* Assignment *
Keep only the lines of the material below that contain the word "collared". Copy those lines.
** Opening Source material block **
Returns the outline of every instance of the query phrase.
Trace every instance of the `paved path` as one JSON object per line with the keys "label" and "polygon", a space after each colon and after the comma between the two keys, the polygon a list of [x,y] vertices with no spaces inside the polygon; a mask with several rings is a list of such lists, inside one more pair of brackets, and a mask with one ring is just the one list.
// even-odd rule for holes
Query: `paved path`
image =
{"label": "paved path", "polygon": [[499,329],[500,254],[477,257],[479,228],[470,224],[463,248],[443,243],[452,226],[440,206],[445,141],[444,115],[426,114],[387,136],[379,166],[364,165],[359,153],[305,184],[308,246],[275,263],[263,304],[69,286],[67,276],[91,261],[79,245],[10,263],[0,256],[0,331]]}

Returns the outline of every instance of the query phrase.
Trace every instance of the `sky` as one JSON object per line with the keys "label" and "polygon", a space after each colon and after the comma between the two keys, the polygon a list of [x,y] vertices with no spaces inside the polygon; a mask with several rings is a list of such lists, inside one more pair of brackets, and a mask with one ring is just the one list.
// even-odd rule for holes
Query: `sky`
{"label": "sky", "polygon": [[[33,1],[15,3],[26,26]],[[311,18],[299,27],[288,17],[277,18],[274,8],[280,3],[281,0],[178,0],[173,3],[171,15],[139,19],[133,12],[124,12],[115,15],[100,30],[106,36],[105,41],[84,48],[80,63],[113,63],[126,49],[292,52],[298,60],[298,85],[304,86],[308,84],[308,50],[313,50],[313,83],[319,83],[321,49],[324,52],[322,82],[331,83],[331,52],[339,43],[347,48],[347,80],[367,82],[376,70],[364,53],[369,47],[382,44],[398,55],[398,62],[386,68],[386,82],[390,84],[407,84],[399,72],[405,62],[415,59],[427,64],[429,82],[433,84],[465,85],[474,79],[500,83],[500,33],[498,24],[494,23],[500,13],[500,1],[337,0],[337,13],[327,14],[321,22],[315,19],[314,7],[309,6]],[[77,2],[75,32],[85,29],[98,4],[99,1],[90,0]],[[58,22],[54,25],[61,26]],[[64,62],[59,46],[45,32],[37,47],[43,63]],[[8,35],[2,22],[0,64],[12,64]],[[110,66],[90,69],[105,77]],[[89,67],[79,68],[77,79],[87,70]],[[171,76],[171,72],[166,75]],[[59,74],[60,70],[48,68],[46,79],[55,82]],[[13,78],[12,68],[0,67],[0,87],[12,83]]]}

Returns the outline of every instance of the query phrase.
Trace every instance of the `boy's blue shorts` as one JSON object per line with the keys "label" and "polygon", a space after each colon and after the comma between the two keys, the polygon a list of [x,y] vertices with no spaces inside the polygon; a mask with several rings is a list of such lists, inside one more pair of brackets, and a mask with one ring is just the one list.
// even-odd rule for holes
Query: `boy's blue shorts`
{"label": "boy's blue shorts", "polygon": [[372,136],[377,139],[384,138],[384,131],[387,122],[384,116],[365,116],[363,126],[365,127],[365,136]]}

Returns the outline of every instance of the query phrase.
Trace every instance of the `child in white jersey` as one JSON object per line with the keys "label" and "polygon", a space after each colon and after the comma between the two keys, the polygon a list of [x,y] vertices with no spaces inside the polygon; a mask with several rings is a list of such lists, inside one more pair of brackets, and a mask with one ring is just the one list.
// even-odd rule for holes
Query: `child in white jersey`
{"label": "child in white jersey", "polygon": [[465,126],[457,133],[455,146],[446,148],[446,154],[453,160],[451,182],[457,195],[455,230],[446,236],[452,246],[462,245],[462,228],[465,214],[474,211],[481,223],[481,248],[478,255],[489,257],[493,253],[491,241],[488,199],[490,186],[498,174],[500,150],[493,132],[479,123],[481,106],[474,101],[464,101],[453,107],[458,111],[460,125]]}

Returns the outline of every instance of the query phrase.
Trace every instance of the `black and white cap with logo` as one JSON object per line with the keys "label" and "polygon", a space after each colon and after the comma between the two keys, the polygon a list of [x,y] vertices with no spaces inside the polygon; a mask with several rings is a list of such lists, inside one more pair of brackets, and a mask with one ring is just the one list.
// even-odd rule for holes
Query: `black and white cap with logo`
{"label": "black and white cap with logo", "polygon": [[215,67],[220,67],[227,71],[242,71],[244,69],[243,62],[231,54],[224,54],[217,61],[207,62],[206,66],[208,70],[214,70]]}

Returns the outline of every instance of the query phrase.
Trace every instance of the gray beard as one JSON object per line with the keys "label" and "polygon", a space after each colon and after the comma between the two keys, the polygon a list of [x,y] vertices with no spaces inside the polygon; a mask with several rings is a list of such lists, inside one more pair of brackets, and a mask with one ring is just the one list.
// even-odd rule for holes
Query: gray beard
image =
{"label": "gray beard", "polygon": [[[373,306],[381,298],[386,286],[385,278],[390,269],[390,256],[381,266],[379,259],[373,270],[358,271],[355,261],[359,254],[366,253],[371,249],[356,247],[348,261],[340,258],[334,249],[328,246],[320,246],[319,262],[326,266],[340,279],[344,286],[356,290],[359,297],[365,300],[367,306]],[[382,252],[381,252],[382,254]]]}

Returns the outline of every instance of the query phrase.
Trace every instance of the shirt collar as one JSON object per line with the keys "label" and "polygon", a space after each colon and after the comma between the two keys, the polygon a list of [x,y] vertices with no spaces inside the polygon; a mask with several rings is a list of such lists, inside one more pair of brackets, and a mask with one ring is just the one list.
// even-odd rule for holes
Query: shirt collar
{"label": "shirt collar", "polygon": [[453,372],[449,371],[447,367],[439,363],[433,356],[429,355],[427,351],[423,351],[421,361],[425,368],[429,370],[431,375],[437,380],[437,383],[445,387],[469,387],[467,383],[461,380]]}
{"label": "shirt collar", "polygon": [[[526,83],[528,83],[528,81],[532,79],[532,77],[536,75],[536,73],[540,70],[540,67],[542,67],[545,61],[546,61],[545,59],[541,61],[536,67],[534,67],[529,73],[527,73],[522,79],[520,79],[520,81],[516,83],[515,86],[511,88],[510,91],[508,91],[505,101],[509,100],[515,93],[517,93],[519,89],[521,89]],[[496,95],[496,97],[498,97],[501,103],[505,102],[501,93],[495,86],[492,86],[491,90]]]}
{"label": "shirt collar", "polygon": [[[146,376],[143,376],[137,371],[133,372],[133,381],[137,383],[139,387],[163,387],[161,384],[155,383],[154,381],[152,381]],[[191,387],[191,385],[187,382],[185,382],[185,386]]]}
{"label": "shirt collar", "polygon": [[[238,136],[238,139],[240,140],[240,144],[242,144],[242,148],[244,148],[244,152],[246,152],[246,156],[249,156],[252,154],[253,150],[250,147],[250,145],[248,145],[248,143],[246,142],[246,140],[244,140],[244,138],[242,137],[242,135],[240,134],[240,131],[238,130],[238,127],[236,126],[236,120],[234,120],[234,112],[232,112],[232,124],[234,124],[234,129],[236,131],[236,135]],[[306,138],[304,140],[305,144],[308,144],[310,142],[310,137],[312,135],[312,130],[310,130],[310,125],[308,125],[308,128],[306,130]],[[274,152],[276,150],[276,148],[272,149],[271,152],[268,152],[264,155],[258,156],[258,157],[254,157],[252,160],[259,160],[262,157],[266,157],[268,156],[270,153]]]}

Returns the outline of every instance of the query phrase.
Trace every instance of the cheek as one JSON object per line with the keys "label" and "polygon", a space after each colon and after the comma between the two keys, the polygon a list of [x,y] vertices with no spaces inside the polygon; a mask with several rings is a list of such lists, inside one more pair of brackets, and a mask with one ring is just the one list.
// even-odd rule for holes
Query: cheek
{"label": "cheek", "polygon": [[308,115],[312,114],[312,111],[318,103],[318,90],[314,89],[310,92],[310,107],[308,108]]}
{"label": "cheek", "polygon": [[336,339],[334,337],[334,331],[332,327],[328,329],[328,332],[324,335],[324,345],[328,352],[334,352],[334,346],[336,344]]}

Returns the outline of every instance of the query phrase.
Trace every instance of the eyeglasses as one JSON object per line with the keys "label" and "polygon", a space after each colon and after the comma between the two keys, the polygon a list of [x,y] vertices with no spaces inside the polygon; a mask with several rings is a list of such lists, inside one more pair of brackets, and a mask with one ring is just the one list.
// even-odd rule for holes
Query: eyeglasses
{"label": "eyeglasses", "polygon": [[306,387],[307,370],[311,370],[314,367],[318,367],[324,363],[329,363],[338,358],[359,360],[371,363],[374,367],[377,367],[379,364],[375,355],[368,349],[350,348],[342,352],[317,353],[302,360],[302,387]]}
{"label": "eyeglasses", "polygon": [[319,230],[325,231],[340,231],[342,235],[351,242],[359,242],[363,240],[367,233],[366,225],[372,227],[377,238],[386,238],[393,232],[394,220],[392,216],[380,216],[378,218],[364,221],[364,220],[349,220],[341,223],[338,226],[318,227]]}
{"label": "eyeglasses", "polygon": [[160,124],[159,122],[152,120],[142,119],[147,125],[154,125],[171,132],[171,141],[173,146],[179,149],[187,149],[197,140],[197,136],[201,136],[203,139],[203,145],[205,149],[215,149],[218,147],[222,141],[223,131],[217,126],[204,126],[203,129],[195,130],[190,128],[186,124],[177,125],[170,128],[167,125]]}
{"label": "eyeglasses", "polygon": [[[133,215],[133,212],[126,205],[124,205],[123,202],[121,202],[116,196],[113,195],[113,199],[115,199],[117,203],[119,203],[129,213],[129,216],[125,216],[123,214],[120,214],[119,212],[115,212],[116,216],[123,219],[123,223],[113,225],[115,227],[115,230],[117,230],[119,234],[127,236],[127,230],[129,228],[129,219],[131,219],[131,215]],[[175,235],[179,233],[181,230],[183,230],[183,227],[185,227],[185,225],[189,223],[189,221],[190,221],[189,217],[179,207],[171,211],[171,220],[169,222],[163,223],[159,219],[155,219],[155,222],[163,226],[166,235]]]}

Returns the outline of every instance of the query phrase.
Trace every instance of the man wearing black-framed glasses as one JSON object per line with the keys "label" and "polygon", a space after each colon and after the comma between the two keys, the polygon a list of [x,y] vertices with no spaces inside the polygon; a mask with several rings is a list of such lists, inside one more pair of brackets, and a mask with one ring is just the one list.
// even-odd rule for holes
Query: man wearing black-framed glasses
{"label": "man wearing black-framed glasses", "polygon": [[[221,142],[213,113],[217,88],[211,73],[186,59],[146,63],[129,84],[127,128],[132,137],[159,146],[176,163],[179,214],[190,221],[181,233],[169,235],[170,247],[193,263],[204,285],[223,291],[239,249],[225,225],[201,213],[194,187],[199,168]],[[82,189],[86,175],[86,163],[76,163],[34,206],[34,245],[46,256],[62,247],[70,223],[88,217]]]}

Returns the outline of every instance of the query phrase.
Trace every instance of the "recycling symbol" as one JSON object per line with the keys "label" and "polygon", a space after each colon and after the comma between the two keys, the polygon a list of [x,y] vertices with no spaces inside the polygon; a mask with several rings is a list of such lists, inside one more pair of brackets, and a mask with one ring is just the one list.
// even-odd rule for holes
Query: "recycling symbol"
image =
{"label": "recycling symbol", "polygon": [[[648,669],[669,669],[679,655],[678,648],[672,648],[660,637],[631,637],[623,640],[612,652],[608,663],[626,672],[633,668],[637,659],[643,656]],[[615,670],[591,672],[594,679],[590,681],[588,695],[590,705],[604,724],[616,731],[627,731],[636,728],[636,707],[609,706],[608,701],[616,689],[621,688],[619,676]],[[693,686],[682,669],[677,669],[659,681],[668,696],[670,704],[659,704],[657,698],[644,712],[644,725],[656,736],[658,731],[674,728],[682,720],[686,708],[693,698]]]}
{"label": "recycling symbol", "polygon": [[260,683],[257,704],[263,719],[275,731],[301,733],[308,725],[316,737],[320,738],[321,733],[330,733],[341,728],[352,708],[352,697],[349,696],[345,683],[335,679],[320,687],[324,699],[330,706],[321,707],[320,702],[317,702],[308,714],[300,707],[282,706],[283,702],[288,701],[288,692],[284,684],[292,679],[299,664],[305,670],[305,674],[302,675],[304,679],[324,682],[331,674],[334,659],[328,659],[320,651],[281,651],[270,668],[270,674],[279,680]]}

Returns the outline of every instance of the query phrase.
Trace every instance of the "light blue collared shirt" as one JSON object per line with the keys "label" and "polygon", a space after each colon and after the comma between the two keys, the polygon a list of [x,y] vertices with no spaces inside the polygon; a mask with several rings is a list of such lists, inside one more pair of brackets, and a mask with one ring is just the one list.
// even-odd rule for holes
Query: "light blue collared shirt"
** Closing Source material block **
* Your solution *
Trace every instance of the "light blue collared shirt" as one JSON object per line with the keys "label" and "polygon", a space after each colon and after the comma between the two keys, the polygon a list of [x,y] vertices with no spaces inside the polygon; a mask with several rings is a list of such lists, inside one more pair of brackets, and a mask with one ring is just the one list.
Query: "light blue collared shirt"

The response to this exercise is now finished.